### Dataset excerpts
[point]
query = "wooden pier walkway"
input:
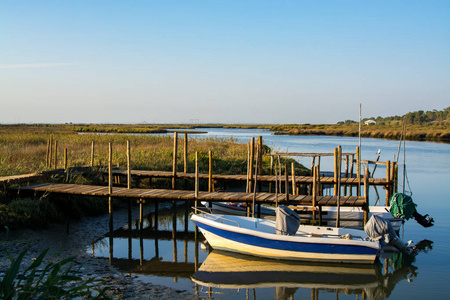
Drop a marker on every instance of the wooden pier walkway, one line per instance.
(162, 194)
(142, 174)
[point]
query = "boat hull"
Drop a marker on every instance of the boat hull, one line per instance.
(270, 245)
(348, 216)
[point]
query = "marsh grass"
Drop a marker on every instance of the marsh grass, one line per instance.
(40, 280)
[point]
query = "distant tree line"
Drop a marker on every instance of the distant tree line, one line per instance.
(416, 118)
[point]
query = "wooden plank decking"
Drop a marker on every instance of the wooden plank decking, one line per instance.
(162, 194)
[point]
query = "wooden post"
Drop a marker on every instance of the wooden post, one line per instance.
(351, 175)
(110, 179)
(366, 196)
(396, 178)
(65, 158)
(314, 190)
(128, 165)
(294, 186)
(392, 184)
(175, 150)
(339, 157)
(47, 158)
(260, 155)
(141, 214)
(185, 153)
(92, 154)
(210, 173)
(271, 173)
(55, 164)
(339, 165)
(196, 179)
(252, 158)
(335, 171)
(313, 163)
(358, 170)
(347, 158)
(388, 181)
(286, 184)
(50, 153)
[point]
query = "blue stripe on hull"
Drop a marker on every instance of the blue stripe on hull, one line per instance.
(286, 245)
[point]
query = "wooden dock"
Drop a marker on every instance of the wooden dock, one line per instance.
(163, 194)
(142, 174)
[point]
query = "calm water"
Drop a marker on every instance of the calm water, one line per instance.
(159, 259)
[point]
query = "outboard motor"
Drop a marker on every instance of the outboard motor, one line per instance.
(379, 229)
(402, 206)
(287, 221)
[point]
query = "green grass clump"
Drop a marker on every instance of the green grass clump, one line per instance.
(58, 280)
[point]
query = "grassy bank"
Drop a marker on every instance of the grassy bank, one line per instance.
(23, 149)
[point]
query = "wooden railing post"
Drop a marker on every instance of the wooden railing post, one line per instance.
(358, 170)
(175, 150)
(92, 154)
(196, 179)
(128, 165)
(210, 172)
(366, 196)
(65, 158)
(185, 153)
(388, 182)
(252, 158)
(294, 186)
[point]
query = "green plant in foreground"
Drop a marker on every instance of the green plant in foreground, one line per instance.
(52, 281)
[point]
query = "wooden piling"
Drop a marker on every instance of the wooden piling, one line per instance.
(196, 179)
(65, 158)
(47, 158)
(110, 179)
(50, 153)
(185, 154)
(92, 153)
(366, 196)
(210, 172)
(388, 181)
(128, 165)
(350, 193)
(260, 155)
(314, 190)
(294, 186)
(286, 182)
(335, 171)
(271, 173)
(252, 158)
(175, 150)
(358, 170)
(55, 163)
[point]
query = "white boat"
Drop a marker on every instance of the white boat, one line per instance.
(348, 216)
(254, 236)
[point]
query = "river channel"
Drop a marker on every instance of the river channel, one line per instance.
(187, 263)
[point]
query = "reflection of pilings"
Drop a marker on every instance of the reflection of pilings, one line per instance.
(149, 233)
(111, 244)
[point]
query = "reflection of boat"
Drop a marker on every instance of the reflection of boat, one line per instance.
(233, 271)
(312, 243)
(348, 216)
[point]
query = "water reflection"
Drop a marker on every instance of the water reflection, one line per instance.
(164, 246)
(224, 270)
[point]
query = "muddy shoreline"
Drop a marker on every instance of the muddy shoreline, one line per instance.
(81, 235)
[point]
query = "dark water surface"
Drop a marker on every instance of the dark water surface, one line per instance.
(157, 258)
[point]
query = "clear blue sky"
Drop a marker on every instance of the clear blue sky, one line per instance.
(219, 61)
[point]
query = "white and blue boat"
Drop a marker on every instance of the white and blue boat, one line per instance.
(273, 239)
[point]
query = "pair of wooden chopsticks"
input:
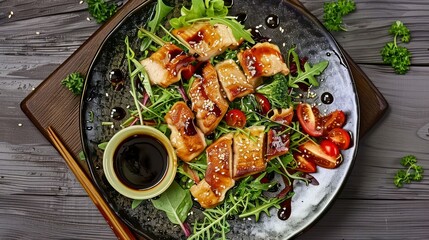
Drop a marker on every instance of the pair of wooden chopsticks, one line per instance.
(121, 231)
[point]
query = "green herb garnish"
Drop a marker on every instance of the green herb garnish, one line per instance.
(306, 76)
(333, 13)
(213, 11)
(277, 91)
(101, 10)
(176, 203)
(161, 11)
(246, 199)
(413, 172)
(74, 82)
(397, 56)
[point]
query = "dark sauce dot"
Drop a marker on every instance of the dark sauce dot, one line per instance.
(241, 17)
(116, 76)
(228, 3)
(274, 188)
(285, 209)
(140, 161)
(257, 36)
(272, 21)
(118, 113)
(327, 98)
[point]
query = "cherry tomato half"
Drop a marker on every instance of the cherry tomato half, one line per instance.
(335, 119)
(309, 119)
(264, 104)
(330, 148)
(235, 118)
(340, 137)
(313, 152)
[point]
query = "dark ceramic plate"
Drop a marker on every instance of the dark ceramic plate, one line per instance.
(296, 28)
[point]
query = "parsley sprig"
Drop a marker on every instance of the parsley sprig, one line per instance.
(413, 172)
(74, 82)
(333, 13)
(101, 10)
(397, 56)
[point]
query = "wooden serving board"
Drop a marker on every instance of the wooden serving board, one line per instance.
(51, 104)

### Task objective
Each record above is to be restated exactly, with its pictures removed from the copy.

### Written solution
[point]
query = "wooden pier walkway"
input:
Drop a marker on every instance of the wooden pier walkway, one line per instance.
(162, 194)
(142, 174)
[point]
query = "boat hull"
Drop a marker on every instance of the boat hull, one line per instance.
(270, 245)
(348, 216)
[point]
query = "marsh grass"
Drop a marker on every instance of the marsh grass, one line per instance.
(40, 280)
[point]
query = "distant tree line"
Drop a marker on every instance of the distant tree line, one line per instance.
(416, 118)
[point]
query = "wooden plank decking"
Drop a marker on every instance of the wooden plank decking, one line per instance.
(162, 194)
[point]
query = "wooden post"
Drop a marker on every instance of the wooden post, one line per instance.
(351, 175)
(110, 179)
(366, 196)
(396, 178)
(65, 158)
(314, 190)
(128, 165)
(294, 186)
(392, 184)
(175, 150)
(339, 157)
(47, 158)
(260, 155)
(141, 214)
(185, 153)
(92, 154)
(210, 173)
(271, 173)
(55, 164)
(339, 165)
(196, 179)
(252, 158)
(335, 171)
(313, 163)
(358, 170)
(347, 158)
(388, 181)
(286, 184)
(50, 153)
[point]
query = "blue stripe on hull"
Drop a marker on every instance of the blue stripe on hull, one line per instance.
(286, 245)
[point]
query = "wooden dock"
Drop a marker on every instance of the wooden dock, one line per instance.
(163, 194)
(142, 174)
[point]
query = "calm water"
Drop a marker on every instance of the calm water, one line per instance.
(159, 259)
[point]
query = "outboard motor"
Drop a marker on every instance of the outboard motor, one line per instance.
(379, 229)
(402, 206)
(287, 221)
[point]
query = "green grass clump"
Drop a marker on every instance of the green grass clump, one line per instance.
(58, 280)
[point]
query = "grassy bank"
Drop a marker on every instance of the grassy bank, one line per instance.
(23, 149)
[point]
query = "wooden railing post"
Drop a marker on every instance of the wooden railing post, one line per instance.
(358, 170)
(175, 150)
(92, 154)
(196, 179)
(128, 165)
(210, 172)
(366, 196)
(65, 158)
(185, 153)
(388, 182)
(252, 158)
(294, 186)
[point]
query = "green plant in foreground"
Drop a marker on every instance of the green plant in foreground, one line per instance.
(52, 281)
[point]
query = "wooden piling"
Drop a marker on every instance of the wooden piling, one line per instance.
(196, 179)
(65, 158)
(47, 158)
(110, 179)
(50, 153)
(185, 154)
(92, 153)
(366, 196)
(210, 172)
(388, 181)
(128, 165)
(350, 193)
(260, 155)
(314, 190)
(294, 186)
(286, 182)
(335, 171)
(271, 173)
(252, 158)
(175, 150)
(358, 170)
(55, 163)
[point]
query = "white boat"
Drop a marker on every instance of the white boat, one line per instance.
(348, 216)
(254, 236)
[point]
query = "river channel"
Drop a marker on every instance of the river channel, one line per instance.
(187, 263)
[point]
query = "reflection of pilings"
Drop a marker on every instance of the reflection of pilings, one line per instance.
(149, 233)
(111, 244)
[point]
query = "reflection of boat"
Drop a marker on every instance of the reflection of boat, one line per instance.
(233, 271)
(312, 243)
(348, 216)
[point]
query = "water reflection"
Drop a marker on every instance of the water reflection, one line per instance.
(164, 246)
(224, 270)
[point]
query = "muddy shoreline"
Drop a marker on every instance of the muddy shoreline, one line per instance.
(81, 235)
[point]
query = "dark water surface"
Drop a marker on every instance of the dark water surface, one line per instance.
(157, 258)
[point]
query = "clear blue sky"
Drop a marker on every instance of the clear blue sky, one line per instance.
(219, 61)
[point]
query = "white and blue boat"
Drop a marker on every instance of the white and blue boat, one line per instance.
(273, 239)
[point]
query = "pair of wooden chopsticks"
input:
Drop a marker on every instance of the pair of wooden chopsticks, one line per instance.
(121, 231)
[point]
query = "green herb garnish"
Drop a marker on every instance of the green herb garnish, one line per instance.
(306, 76)
(333, 13)
(213, 11)
(277, 91)
(101, 10)
(176, 203)
(161, 11)
(246, 199)
(413, 172)
(74, 82)
(397, 56)
[point]
query = "dark sauce dot"
Drop a marker on every instance of the dark sauce dot, one line per instance.
(241, 17)
(116, 76)
(228, 3)
(274, 188)
(285, 209)
(140, 161)
(257, 36)
(272, 21)
(118, 113)
(327, 98)
[point]
query = "cherry tomato half"
Drop a marker on every instance of the cherry tomato half, one line per instance.
(335, 119)
(309, 119)
(264, 104)
(330, 148)
(235, 118)
(340, 137)
(313, 152)
[point]
query = "dark ceramic plate"
Drop a marker on every instance of the dark ceramic plate, one line per instance.
(296, 28)
[point]
query = "parsley sprig"
Drop a marker on every instance of the parsley sprig, one line per instance.
(413, 172)
(74, 82)
(333, 13)
(101, 10)
(397, 56)
[point]
query = "wooden serving board"
Drop a marker on every instance of the wooden serving board, one line per instance.
(51, 104)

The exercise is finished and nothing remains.